── STORED RECORDS ──
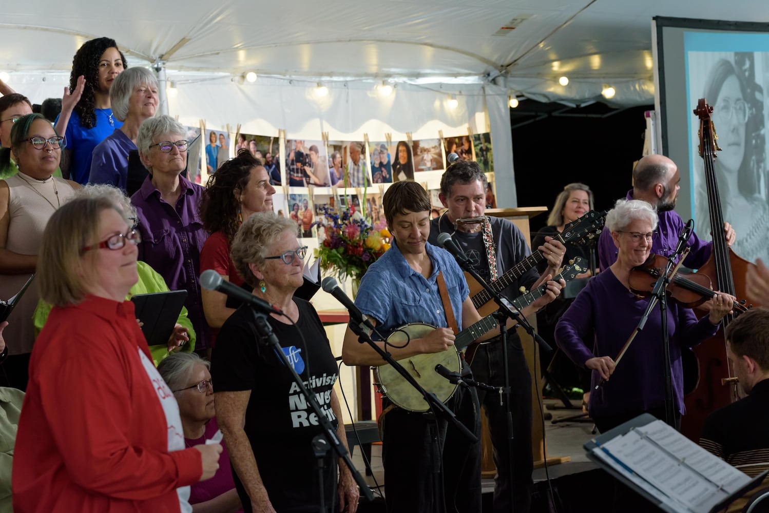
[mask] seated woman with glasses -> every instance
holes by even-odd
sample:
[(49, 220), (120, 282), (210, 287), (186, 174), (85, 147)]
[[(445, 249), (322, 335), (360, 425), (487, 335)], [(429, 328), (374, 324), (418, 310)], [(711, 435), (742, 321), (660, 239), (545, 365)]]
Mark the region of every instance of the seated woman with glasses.
[(141, 233), (139, 260), (165, 280), (171, 290), (187, 290), (185, 306), (197, 336), (196, 351), (211, 347), (201, 299), (200, 252), (208, 238), (198, 214), (203, 187), (181, 172), (187, 166), (185, 127), (170, 116), (145, 120), (136, 136), (141, 163), (149, 171), (131, 197)]
[(125, 295), (141, 237), (105, 197), (48, 221), (38, 281), (54, 305), (29, 364), (13, 461), (18, 511), (188, 511), (219, 444), (186, 448), (179, 408)]
[[(334, 392), (336, 362), (323, 324), (312, 305), (294, 293), (302, 284), (302, 259), (296, 224), (275, 213), (255, 213), (232, 243), (232, 261), (254, 295), (285, 316), (268, 317), (283, 352), (324, 414), (347, 445), (339, 401)], [(318, 511), (320, 488), (311, 442), (322, 432), (304, 396), (253, 327), (251, 307), (241, 306), (225, 322), (214, 348), (216, 417), (235, 470), (235, 488), (246, 511)], [(358, 485), (331, 451), (325, 460), (323, 496), (327, 511), (354, 512)]]
[[(0, 299), (15, 295), (35, 273), (45, 223), (78, 184), (53, 176), (62, 159), (64, 137), (38, 114), (19, 117), (11, 130), (11, 151), (18, 173), (0, 180)], [(8, 320), (10, 356), (5, 385), (24, 390), (29, 355), (35, 342), (32, 316), (38, 287), (31, 285)]]
[[(214, 411), (214, 387), (208, 369), (211, 364), (193, 353), (171, 355), (158, 366), (158, 372), (174, 392), (179, 405), (185, 443), (188, 447), (205, 444), (219, 428)], [(227, 447), (221, 444), (219, 468), (211, 479), (192, 485), (192, 511), (242, 511), (240, 498), (232, 481), (232, 467)]]
[[(123, 214), (132, 224), (136, 222), (136, 209), (128, 201), (125, 194), (115, 187), (104, 184), (86, 185), (75, 193), (73, 199), (81, 197), (106, 197), (123, 212)], [(131, 287), (131, 290), (125, 296), (126, 301), (136, 294), (151, 294), (168, 291), (168, 286), (165, 284), (163, 276), (155, 273), (145, 262), (137, 262), (136, 271), (138, 274), (138, 281)], [(32, 316), (35, 336), (45, 325), (45, 321), (50, 313), (51, 304), (40, 300)], [(138, 320), (141, 321), (141, 319)], [(192, 329), (192, 323), (187, 316), (187, 309), (182, 306), (176, 322), (176, 326), (171, 336), (168, 337), (168, 343), (149, 346), (149, 352), (152, 355), (152, 362), (157, 366), (172, 352), (190, 352), (195, 349), (195, 329)]]
[[(606, 227), (618, 248), (617, 261), (590, 280), (555, 326), (555, 341), (561, 350), (578, 366), (592, 371), (590, 416), (601, 432), (644, 412), (665, 419), (658, 307), (616, 369), (614, 360), (650, 301), (631, 292), (629, 279), (631, 270), (649, 257), (657, 223), (657, 211), (646, 201), (617, 201), (606, 217)], [(684, 413), (681, 351), (712, 336), (734, 300), (728, 294), (716, 294), (708, 302), (710, 315), (700, 320), (691, 309), (668, 301), (671, 372), (679, 427)], [(608, 381), (594, 390), (602, 379)]]

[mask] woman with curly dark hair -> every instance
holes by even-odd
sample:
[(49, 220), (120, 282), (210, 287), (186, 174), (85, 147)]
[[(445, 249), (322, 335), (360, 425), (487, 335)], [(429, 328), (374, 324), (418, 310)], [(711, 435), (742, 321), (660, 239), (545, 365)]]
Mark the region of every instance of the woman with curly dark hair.
[[(272, 211), (270, 177), (261, 162), (248, 150), (216, 170), (208, 183), (200, 204), (200, 218), (211, 233), (200, 253), (200, 270), (213, 269), (223, 280), (241, 286), (245, 283), (238, 276), (230, 256), (230, 245), (241, 223), (255, 212)], [(203, 290), (203, 313), (211, 328), (221, 327), (235, 311), (227, 307), (227, 296), (219, 292)]]
[(85, 84), (69, 119), (62, 117), (65, 115), (62, 111), (56, 126), (61, 130), (66, 125), (66, 158), (62, 159), (62, 170), (78, 184), (88, 180), (91, 154), (96, 145), (123, 124), (112, 114), (109, 88), (127, 67), (125, 57), (115, 40), (109, 38), (86, 41), (72, 59), (70, 89), (75, 91), (81, 76), (85, 77)]

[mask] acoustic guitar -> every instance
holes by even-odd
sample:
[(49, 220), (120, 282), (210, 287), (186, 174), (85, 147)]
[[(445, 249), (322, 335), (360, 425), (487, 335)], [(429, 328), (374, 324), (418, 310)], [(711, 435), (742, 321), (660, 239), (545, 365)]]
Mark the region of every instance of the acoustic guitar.
[[(564, 266), (554, 280), (558, 280), (561, 278), (566, 281), (574, 280), (578, 274), (584, 273), (588, 266), (588, 264), (584, 259), (577, 257), (572, 263)], [(547, 283), (543, 283), (536, 290), (519, 296), (511, 303), (520, 311), (544, 296), (547, 290)], [(460, 352), (498, 325), (493, 315), (486, 316), (458, 333), (454, 340), (454, 346), (445, 351), (414, 355), (404, 358), (398, 362), (423, 389), (434, 393), (439, 400), (445, 402), (454, 395), (458, 386), (436, 372), (435, 366), (442, 365), (453, 372), (459, 372), (462, 369)], [(402, 346), (412, 339), (426, 336), (437, 329), (436, 326), (424, 323), (410, 323), (395, 329), (387, 338), (387, 342)], [(426, 412), (429, 409), (424, 398), (404, 379), (392, 366), (387, 364), (375, 367), (374, 376), (374, 384), (379, 392), (389, 399), (393, 404), (410, 412)]]
[[(568, 242), (582, 241), (586, 243), (588, 240), (593, 239), (601, 233), (605, 221), (606, 212), (590, 210), (579, 219), (567, 224), (564, 227), (564, 231), (555, 234), (553, 238), (562, 244), (565, 244)], [(504, 274), (498, 277), (488, 285), (495, 291), (501, 292), (515, 283), (526, 271), (544, 260), (544, 255), (542, 254), (542, 252), (539, 250), (534, 250), (531, 255), (508, 269)], [(584, 266), (584, 272), (587, 272), (588, 266)], [(478, 313), (485, 316), (496, 311), (497, 303), (494, 302), (494, 299), (488, 293), (488, 291), (484, 289), (483, 286), (468, 273), (464, 273), (464, 279), (468, 282), (468, 286), (470, 287), (470, 296), (472, 298), (473, 304), (475, 306), (475, 309), (478, 309)], [(555, 278), (553, 278), (553, 280), (555, 280)]]

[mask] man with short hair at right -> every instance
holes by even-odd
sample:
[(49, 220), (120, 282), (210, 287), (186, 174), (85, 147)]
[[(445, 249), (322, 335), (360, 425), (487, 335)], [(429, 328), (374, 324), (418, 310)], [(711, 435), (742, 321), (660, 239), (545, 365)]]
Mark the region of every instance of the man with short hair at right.
[[(628, 191), (628, 200), (643, 200), (657, 209), (659, 225), (651, 240), (651, 253), (669, 256), (678, 244), (678, 235), (685, 225), (675, 210), (676, 200), (681, 187), (681, 173), (677, 166), (664, 155), (647, 155), (641, 157), (633, 169), (633, 188)], [(727, 245), (734, 243), (734, 229), (724, 223)], [(694, 230), (687, 241), (691, 249), (684, 265), (699, 269), (711, 256), (713, 243), (703, 240)], [(598, 239), (598, 262), (601, 270), (605, 270), (617, 261), (617, 247), (608, 230), (601, 232)]]
[(727, 356), (747, 396), (707, 416), (700, 445), (754, 477), (769, 470), (769, 310), (740, 315), (725, 338)]

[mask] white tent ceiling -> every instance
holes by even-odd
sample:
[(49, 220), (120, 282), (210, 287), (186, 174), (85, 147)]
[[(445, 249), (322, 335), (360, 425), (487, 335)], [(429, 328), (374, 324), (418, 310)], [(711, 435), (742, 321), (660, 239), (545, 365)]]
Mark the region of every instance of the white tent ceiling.
[[(82, 42), (108, 35), (130, 65), (163, 62), (171, 80), (250, 71), (496, 79), (514, 93), (574, 103), (601, 99), (609, 83), (624, 105), (653, 101), (653, 16), (769, 22), (766, 0), (6, 0), (0, 8), (0, 71), (65, 73)], [(514, 18), (514, 30), (494, 35)], [(565, 88), (561, 74), (571, 81)]]

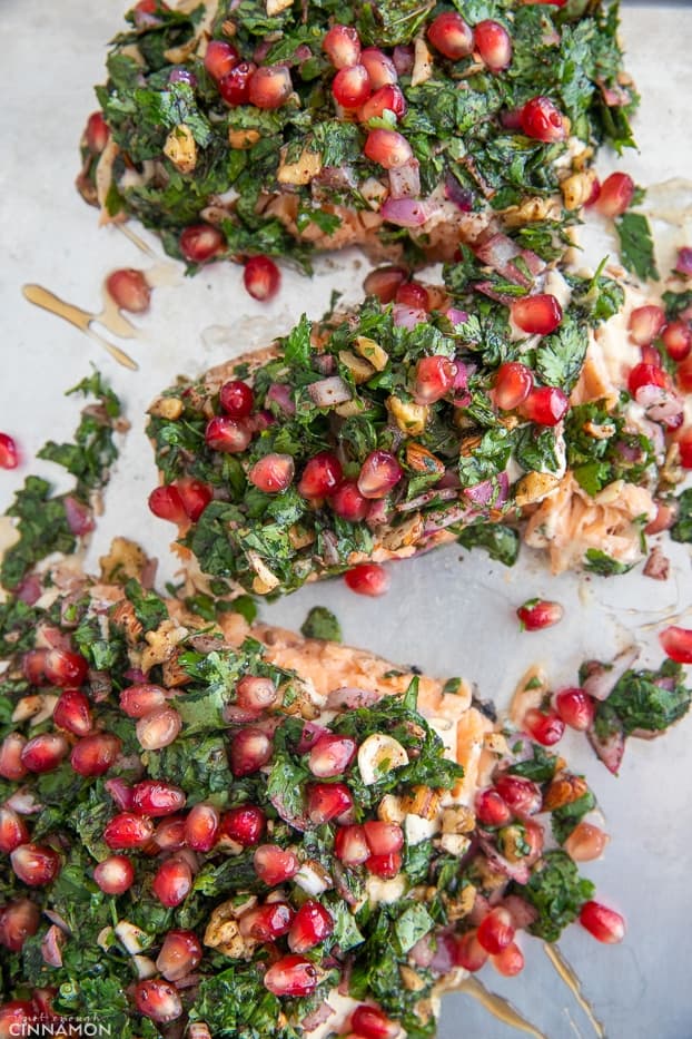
───
▶ _WORK TO DO_
Please copy the stretch from the line containing "[mask] white tent ceiling -> every instance" through the end of the items, leaving the pictures out of your answer.

▶ _THE ANSWER_
[mask] white tent ceiling -> every instance
holes by even-odd
sample:
[(49, 220), (120, 282), (210, 287), (186, 174), (85, 147)]
[[(445, 249), (322, 335), (360, 425), (487, 335)], [(429, 328), (374, 324), (418, 310)], [(711, 435), (742, 321), (660, 239), (545, 365)]]
Mark the region of every instance of the white tent ceiling.
[[(82, 42), (108, 35), (130, 65), (163, 62), (171, 80), (250, 71), (496, 79), (514, 93), (574, 103), (601, 99), (609, 83), (624, 105), (653, 101), (653, 16), (769, 22), (766, 0), (6, 0), (0, 8), (0, 71), (65, 73)], [(514, 18), (514, 30), (494, 35)], [(565, 88), (561, 74), (571, 81)]]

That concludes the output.